--- Begin ---
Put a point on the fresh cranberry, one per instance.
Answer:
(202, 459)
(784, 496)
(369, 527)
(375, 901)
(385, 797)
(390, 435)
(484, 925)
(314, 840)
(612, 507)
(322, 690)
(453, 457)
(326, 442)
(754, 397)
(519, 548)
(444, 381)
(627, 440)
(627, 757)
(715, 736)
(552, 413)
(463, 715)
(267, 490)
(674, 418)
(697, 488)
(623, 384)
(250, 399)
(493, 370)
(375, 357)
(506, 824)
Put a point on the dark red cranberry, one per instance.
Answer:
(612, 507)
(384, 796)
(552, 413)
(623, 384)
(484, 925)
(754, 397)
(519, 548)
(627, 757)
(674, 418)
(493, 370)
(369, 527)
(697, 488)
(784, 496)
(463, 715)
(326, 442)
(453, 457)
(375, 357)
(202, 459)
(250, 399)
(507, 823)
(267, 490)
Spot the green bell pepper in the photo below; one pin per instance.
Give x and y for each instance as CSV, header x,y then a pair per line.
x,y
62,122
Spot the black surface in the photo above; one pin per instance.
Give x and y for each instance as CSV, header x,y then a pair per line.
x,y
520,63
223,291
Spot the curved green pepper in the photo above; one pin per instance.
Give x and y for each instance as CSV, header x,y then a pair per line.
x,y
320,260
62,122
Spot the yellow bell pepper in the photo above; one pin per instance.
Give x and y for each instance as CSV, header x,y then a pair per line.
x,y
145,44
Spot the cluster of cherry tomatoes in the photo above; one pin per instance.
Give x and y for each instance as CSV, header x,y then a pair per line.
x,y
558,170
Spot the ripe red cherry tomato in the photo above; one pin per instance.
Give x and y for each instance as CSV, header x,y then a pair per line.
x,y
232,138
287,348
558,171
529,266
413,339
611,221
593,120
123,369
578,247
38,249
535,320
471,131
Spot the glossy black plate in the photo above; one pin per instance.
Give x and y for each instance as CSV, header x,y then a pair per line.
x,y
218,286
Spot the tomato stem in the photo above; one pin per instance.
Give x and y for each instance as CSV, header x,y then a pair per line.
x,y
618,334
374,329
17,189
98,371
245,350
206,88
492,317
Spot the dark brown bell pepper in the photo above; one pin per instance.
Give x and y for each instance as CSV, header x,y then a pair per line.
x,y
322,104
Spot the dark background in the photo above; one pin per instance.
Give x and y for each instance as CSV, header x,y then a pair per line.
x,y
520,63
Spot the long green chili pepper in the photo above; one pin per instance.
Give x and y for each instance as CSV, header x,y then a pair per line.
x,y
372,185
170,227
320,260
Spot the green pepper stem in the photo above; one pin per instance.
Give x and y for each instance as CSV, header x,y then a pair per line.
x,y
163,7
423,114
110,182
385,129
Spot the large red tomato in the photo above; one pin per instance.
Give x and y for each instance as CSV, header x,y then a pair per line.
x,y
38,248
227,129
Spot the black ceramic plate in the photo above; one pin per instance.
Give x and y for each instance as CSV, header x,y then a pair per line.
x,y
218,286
--- End ---
Do this:
Every record should be given again exactly.

Result of the exercise:
Put a point on the fresh cranberry, one per instance.
Answer:
(202, 459)
(784, 496)
(369, 527)
(375, 901)
(385, 797)
(390, 435)
(484, 925)
(314, 840)
(612, 507)
(322, 690)
(453, 457)
(326, 442)
(754, 397)
(519, 548)
(444, 381)
(627, 440)
(627, 757)
(715, 736)
(552, 413)
(463, 715)
(267, 490)
(674, 418)
(697, 488)
(623, 384)
(250, 399)
(493, 370)
(375, 357)
(506, 824)
Put a point on the dark red cranberry, one per instance.
Answer:
(612, 507)
(384, 796)
(552, 413)
(623, 384)
(484, 925)
(754, 397)
(519, 548)
(627, 757)
(674, 418)
(493, 370)
(369, 527)
(697, 488)
(784, 496)
(463, 715)
(326, 442)
(453, 457)
(375, 357)
(202, 459)
(250, 399)
(507, 823)
(267, 490)
Spot the green bell pepper in the photo below; one pin per instance.
Give x and y for each instance as CSV, header x,y then a pair per line.
x,y
62,122
Spot the black surface in the photo above; one pin per instance.
Give x and y for each instance as CSV, header x,y then a pair per line.
x,y
520,63
223,291
Spot the curved green pepper in the photo above; one pin per instance.
Give x and y for each instance as CSV, header x,y then a pair per line.
x,y
320,260
62,122
Spot the yellow bell pepper in the photo above; one pin per instance.
Give x and y for each instance as CSV, header x,y then a pair per line.
x,y
145,44
Spot the cluster of cherry tomatoes in the photo above; one pin per instance.
Give x and y for each instance as CSV, header x,y then a pair per line.
x,y
558,170
Spot the ripe red cherry tomato in the photo above; one pin per instance.
Give x and y for each instance as CSV, header x,y then a pair per line.
x,y
232,138
287,348
558,171
529,266
413,339
611,221
593,120
123,369
578,247
38,249
535,320
471,131
Spot the glossy black plate in the photo above; one pin per instance.
Give x and y for each instance as CSV, header x,y then a pair per line.
x,y
218,286
Spot the tomato stem in the photo above; one pin per instance.
Give x and y for each instance as CSV, header x,y then a pair per line.
x,y
618,334
374,329
17,189
98,371
245,350
206,88
492,317
Spot the dark brown bell pepper in the photo above; one pin per instance.
Give x and y for each instance as CSV, header x,y then a pair per line.
x,y
322,104
Spot the dark background in the photo above; one pin per instance.
Give x and y for each instance as CSV, header x,y then a pair per line.
x,y
520,63
Spot the long green chili pepper in the photo above; one pin per instance.
Give x and y for each instance as CSV, header x,y then a pair per line.
x,y
372,185
170,227
320,260
Spot the green pepper stem in the photo above; one pin per instance.
Give x and y for each instance as CSV, header x,y then a pair per line.
x,y
163,7
423,114
110,182
385,129
Spot the large red tomato in the photo above; one pin per instance.
Give x and y for each instance as CSV, header x,y then a pair per line.
x,y
38,248
227,129
Spot the black ceramic plate in the photo above; one pin per instance.
Give x and y for each instance as CSV, header x,y then a pair per line.
x,y
218,286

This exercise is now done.